Action item
The lines you return must be all those in the data that hold the string "leggings".

Task data
==============================

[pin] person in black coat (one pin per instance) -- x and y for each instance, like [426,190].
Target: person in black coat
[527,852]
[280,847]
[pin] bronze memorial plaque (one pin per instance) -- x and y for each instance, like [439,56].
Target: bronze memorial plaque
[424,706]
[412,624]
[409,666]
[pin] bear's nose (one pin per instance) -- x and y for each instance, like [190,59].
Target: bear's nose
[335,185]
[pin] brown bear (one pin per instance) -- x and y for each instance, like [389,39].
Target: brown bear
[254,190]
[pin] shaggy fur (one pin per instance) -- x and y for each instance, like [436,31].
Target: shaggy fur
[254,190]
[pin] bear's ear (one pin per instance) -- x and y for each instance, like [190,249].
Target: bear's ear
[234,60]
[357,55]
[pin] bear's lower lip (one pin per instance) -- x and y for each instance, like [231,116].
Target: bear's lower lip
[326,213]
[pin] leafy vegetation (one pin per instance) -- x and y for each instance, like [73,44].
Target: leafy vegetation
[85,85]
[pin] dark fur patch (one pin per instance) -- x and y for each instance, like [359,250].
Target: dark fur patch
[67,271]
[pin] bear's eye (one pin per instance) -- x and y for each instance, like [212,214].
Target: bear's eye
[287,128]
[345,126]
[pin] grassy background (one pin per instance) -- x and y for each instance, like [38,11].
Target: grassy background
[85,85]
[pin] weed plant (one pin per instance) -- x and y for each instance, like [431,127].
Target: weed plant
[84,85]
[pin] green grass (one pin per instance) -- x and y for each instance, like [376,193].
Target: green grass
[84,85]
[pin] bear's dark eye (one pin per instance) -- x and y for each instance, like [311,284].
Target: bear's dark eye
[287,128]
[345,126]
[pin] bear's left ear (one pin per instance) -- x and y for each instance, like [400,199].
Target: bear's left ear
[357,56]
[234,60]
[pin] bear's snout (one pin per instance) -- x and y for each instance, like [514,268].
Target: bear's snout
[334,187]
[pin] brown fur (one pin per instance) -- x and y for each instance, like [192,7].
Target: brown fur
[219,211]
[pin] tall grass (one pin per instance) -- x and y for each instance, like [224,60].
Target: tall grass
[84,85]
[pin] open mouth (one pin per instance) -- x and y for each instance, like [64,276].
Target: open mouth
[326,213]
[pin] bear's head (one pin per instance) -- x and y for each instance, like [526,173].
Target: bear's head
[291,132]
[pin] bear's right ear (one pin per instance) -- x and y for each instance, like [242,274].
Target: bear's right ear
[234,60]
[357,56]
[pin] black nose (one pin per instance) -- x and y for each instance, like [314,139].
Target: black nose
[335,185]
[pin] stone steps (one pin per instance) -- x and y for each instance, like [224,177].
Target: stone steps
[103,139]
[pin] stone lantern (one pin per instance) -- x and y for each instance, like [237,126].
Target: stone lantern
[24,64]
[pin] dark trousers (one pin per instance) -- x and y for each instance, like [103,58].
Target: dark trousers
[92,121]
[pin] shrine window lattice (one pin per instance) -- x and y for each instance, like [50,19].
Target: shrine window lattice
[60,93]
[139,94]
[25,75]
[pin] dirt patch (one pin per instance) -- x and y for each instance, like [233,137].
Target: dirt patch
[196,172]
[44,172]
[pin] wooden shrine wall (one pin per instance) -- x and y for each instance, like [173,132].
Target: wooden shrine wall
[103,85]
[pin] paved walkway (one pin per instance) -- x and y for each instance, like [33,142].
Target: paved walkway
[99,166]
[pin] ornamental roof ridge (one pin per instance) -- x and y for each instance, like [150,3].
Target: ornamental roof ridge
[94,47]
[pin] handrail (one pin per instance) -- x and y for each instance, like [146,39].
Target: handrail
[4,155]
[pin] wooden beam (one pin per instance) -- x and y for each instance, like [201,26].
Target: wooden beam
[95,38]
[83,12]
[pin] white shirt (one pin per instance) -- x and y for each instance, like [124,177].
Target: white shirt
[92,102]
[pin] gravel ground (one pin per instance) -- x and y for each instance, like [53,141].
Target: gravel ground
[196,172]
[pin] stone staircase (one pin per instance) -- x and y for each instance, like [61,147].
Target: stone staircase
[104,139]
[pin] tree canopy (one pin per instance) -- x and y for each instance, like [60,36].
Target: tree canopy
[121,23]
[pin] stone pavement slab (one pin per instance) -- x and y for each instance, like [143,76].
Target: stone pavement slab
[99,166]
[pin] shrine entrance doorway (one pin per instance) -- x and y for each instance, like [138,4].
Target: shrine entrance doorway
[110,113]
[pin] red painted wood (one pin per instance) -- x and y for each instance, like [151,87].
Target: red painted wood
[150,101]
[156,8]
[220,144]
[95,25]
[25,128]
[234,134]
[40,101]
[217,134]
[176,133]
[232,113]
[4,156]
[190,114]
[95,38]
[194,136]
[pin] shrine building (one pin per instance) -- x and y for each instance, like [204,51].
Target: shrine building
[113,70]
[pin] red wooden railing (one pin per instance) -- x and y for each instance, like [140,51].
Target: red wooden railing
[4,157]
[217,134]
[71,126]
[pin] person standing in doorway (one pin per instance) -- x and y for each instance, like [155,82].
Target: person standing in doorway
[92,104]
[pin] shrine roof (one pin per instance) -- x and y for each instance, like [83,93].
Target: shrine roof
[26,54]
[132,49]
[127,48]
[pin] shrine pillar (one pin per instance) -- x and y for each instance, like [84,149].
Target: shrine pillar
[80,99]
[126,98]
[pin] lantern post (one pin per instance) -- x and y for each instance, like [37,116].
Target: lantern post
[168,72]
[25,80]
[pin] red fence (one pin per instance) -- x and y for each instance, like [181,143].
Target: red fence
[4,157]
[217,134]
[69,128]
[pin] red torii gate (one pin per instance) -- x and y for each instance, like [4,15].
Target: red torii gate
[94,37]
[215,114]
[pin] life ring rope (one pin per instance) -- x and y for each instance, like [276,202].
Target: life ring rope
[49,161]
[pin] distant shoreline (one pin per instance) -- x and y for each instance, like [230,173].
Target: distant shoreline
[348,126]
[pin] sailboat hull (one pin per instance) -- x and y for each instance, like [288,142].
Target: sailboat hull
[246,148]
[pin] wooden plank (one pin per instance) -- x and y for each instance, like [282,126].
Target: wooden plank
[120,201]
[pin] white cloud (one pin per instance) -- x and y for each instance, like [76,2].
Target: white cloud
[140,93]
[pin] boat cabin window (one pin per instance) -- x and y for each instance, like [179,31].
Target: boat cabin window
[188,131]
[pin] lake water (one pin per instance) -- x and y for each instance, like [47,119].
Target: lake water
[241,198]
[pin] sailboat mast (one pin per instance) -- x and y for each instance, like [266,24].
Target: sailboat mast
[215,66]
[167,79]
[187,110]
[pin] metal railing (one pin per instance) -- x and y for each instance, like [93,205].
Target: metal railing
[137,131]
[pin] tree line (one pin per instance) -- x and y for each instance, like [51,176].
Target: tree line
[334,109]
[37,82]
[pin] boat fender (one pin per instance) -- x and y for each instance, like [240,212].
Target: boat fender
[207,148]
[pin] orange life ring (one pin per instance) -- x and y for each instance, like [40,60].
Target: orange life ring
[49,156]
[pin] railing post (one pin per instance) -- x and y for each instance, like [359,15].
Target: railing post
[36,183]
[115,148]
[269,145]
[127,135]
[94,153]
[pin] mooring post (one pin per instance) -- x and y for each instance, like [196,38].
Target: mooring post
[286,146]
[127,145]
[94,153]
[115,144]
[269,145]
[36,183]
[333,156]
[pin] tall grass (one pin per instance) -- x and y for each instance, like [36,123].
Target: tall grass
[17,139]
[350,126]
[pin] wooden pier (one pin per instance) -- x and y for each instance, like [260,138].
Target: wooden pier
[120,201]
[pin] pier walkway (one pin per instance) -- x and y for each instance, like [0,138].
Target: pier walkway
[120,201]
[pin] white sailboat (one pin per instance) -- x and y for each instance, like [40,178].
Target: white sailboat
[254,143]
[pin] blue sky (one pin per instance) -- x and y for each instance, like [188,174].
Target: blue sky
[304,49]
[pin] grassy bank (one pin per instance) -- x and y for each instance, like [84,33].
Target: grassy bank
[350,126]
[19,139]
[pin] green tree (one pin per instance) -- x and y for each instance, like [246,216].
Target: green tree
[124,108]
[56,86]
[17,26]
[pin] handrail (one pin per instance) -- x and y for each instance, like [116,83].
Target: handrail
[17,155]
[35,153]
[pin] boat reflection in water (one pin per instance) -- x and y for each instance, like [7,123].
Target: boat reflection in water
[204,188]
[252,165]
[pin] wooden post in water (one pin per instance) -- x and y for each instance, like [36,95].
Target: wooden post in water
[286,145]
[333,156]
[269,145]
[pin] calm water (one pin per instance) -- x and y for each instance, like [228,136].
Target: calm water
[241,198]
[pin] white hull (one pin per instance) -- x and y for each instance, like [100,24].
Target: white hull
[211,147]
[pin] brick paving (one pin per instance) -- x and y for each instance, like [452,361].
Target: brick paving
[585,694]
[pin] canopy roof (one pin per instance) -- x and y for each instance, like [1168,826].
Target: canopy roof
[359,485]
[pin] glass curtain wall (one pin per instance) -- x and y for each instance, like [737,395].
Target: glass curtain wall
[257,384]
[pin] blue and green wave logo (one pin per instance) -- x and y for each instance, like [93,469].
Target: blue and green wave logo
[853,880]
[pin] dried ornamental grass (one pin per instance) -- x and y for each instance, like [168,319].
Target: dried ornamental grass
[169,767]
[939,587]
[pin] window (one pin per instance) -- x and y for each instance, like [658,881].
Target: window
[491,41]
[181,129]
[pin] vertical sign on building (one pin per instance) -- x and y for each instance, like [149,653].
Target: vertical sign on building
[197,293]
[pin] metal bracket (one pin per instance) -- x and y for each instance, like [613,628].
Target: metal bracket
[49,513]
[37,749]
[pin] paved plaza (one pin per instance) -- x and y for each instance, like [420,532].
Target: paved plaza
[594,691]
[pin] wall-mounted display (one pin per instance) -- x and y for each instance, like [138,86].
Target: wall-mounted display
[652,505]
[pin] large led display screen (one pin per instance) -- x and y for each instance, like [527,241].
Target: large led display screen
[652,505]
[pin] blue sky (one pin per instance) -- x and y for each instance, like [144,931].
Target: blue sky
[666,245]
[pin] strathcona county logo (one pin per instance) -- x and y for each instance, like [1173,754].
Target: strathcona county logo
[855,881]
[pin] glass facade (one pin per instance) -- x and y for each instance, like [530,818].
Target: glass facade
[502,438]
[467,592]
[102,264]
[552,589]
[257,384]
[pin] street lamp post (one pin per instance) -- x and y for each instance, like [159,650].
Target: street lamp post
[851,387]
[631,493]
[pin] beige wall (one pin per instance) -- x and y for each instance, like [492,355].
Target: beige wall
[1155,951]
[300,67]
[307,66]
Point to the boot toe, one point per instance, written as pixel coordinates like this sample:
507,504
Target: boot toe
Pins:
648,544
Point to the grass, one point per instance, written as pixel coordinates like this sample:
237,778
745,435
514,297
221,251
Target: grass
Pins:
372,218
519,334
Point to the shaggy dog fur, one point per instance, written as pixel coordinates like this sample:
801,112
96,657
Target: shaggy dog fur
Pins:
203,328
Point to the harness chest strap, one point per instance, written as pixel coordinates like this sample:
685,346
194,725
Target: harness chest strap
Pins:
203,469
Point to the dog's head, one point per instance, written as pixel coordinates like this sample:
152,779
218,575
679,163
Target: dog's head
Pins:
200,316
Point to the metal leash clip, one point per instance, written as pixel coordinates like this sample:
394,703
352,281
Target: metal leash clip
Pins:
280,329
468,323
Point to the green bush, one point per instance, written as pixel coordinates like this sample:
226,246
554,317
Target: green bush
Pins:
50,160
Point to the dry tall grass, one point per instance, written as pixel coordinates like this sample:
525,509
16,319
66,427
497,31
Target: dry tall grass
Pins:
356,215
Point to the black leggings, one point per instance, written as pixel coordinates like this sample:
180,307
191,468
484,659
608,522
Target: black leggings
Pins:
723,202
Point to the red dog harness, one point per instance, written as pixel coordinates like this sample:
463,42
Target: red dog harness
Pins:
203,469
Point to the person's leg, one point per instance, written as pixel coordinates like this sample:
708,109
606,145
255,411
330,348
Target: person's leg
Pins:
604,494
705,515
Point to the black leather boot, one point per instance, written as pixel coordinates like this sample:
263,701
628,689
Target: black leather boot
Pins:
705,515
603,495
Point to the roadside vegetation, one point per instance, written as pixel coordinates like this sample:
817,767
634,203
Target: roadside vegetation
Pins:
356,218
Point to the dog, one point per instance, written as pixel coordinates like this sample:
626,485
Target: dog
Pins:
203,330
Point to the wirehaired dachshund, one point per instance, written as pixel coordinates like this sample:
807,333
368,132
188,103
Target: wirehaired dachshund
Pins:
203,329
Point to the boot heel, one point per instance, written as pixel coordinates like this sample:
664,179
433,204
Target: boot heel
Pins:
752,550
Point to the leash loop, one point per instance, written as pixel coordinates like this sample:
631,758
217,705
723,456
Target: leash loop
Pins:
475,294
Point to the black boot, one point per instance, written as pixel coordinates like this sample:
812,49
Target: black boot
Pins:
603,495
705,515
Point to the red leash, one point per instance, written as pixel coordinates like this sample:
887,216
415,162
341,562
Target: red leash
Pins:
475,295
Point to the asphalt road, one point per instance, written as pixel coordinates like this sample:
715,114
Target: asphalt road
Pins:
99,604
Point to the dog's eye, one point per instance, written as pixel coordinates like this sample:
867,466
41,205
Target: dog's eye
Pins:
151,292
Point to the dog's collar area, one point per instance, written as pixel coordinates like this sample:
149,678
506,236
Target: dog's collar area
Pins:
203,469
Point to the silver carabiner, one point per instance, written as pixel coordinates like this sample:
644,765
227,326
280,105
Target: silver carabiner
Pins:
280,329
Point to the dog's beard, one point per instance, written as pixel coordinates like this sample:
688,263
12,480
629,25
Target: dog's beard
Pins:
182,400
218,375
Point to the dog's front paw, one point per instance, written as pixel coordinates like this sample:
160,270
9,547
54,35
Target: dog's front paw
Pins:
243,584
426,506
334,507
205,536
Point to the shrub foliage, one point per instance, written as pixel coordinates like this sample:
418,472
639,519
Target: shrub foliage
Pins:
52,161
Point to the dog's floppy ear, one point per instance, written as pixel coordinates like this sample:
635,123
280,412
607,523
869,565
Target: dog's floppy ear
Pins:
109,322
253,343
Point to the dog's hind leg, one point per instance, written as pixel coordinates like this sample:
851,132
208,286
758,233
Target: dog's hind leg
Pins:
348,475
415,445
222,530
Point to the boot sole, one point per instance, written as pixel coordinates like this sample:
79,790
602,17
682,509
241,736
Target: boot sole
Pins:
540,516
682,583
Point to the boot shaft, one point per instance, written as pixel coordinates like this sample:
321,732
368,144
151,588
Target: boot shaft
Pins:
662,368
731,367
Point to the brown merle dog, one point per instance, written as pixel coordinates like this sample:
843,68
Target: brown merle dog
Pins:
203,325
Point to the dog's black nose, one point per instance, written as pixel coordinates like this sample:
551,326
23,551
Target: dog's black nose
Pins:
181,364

==============================

Solution for this exercise
Point to the black leggings, one point per instance, written as pixel coordinates like this sample:
Target: black leggings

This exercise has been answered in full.